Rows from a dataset
▬▬▬▬▬▬▬▬▬▬

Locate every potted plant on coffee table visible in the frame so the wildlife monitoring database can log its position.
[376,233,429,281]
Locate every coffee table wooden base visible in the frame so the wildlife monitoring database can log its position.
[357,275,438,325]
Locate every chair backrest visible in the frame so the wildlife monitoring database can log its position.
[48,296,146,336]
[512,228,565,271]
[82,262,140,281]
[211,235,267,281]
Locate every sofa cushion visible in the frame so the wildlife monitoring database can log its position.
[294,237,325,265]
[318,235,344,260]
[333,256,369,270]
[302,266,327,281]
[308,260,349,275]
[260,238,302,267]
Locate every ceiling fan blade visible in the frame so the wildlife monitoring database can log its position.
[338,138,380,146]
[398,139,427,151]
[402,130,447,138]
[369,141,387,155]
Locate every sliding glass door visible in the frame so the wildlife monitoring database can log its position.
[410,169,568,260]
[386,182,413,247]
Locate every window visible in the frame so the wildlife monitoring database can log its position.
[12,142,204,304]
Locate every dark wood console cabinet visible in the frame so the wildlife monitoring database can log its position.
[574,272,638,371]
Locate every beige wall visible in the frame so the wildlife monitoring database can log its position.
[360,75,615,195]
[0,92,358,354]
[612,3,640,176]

▬▬▬▬▬▬▬▬▬▬

» **TASK INSTRUCTIONS**: Reproduce every entry above verbatim.

» **RESPONSE TO THE TASK**:
Locate every potted plant on coffee table visible in the frame so the wildlife monitoring database can log its position.
[376,233,429,281]
Locate every coffee table wooden base visible in the frame so the wildlife monitoring database can log its position.
[357,275,438,325]
Locate every chair backrest visible in the frame so the wildlife monitoring database can log its position.
[48,296,146,336]
[512,228,565,271]
[82,262,140,281]
[211,235,267,281]
Locate every sofa cushion visible in the frame so the wildlife monitoring database can log its position.
[294,237,325,265]
[318,235,344,260]
[333,256,369,270]
[302,266,327,281]
[308,260,349,275]
[260,238,302,267]
Locate every ceiling fan blade visible in the frame so the wildlife monitoring database can log its position.
[338,138,380,146]
[398,139,427,151]
[402,130,447,138]
[369,141,387,155]
Locate every sliding glass door visible in the frame so the wildlife monitoring database can log its position.
[410,169,568,260]
[386,182,413,247]
Locate every window visible in the frame so the wildlife monitoring database can log its position.
[12,142,204,304]
Locate every dark wood console cabinet visible in the frame so the wildlife monitoring database can log its position.
[574,272,638,371]
Locate every beige wall visible in the frame so the wildlife monitoring database can log its position.
[360,75,615,195]
[0,92,358,354]
[612,3,640,176]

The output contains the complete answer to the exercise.